[LEAPSECS] Cheating means more planning, not less

M. Warner Losh imp at bsdimp.com
Sun Dec 28 18:57:08 EST 2008


In message: <1FB1C7F7-95F4-450A-B823-349ABA3B8A77 at noao.edu>
Rob Seaman <seaman at noao.edu> writes:

: However, nobody has been arguing for rubber seconds. (Except on

: extremely long timescales exceeding the current age of civilization on

: Earth.) Your assertion is a straw man:

:

: http://www.nizkor.org/features/fallacies/straw-man.html


Actually, it isn't. Your arguments are so full of logical fallacies
that I don't even bother any more.

I know that nobody is proposing rubber seconds today. You know I know
that. I'm saying that the second used to be a measure of the change
in the earth, since it was a subdivision of the day. By its very
nature, it was rubber, since it was a subdivision of something that
was rubber. It is called historical perspective, and is quite
relevant to your assertions that there's something inherently 'mean
solar time' about UTC. There isn't. It is an atomic scale that is
presently kept in sync with mean solar time.

- **Problem**: Can you restate the paragraph of the leap-second post that begins "I know that nobody is proposing" in two or three shorter sentences, keeping its main facts? The listing after this isn't needed for the task.

- **Record extracts**:
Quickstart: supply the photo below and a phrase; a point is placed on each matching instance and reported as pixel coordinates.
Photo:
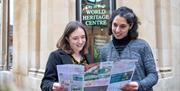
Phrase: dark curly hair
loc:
(131, 19)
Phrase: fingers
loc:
(58, 87)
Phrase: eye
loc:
(123, 26)
(83, 37)
(75, 38)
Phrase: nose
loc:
(80, 40)
(118, 29)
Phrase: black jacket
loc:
(50, 76)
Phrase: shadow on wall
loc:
(6, 80)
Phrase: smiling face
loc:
(120, 27)
(77, 40)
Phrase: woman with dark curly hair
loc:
(125, 43)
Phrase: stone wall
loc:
(39, 23)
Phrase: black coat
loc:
(50, 76)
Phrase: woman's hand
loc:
(132, 86)
(58, 87)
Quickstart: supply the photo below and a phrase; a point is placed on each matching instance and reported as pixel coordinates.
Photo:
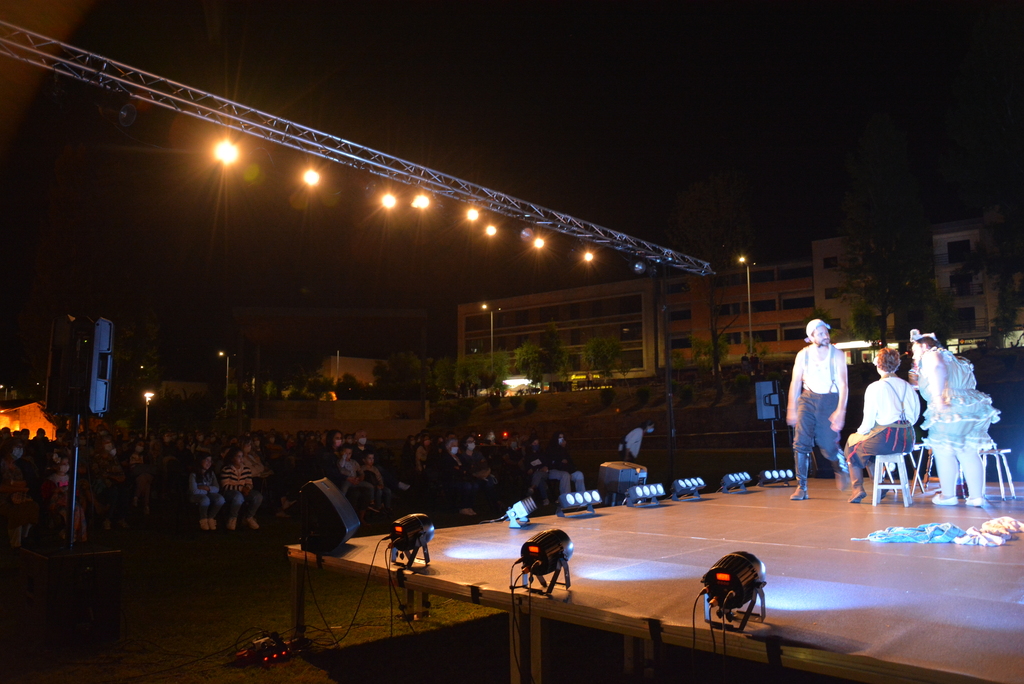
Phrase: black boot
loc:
(803, 466)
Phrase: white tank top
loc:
(819, 376)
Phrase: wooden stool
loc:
(883, 460)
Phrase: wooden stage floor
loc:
(866, 611)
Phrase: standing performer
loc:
(956, 419)
(891, 409)
(817, 404)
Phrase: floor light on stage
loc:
(687, 487)
(734, 582)
(518, 515)
(644, 495)
(775, 477)
(582, 502)
(543, 554)
(409, 535)
(735, 482)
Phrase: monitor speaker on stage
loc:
(768, 400)
(328, 518)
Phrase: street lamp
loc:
(750, 315)
(145, 430)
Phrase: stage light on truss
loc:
(543, 554)
(409, 535)
(225, 153)
(735, 581)
(687, 487)
(583, 502)
(766, 477)
(644, 495)
(735, 481)
(518, 514)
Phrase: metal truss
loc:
(118, 78)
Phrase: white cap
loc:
(813, 326)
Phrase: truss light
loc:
(735, 481)
(409, 535)
(775, 477)
(644, 495)
(735, 581)
(518, 515)
(584, 502)
(225, 153)
(545, 553)
(687, 487)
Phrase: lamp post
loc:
(750, 315)
(145, 430)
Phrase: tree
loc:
(603, 354)
(527, 359)
(713, 222)
(987, 164)
(888, 242)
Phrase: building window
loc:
(798, 303)
(631, 332)
(631, 304)
(729, 309)
(958, 250)
(796, 272)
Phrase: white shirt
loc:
(884, 401)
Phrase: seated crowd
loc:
(122, 473)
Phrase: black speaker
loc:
(768, 400)
(72, 595)
(328, 518)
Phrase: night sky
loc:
(602, 111)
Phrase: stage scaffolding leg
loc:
(298, 598)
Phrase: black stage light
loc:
(735, 481)
(735, 581)
(409, 535)
(543, 554)
(578, 501)
(766, 477)
(644, 495)
(687, 486)
(518, 515)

- **Response to this exercise**: No one proposes rubber seconds today, but the second was once a subdivision of the day, and since the day varied with the earth, the second did too. That history bears on the claim that UTC is inherently mean solar time. It isn't: UTC is an atomic scale that is currently kept in sync with mean solar time.